Task directions: Reproduce the data below line for line, verbatim, but omit the pictures.
## start Data entries
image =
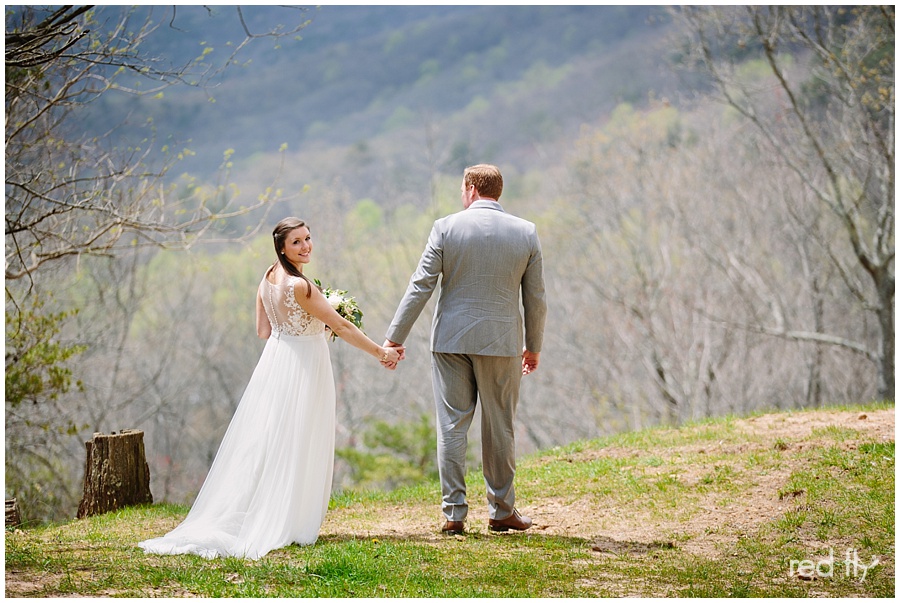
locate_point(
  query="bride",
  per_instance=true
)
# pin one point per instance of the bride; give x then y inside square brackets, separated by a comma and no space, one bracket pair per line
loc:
## end Data entries
Response:
image =
locate_point(
  query="bride",
  per_instance=true
)
# pin one point per instance of the bride; give x then y inside square brackets, separated by a comma and no space, one bracket pair per line
loc:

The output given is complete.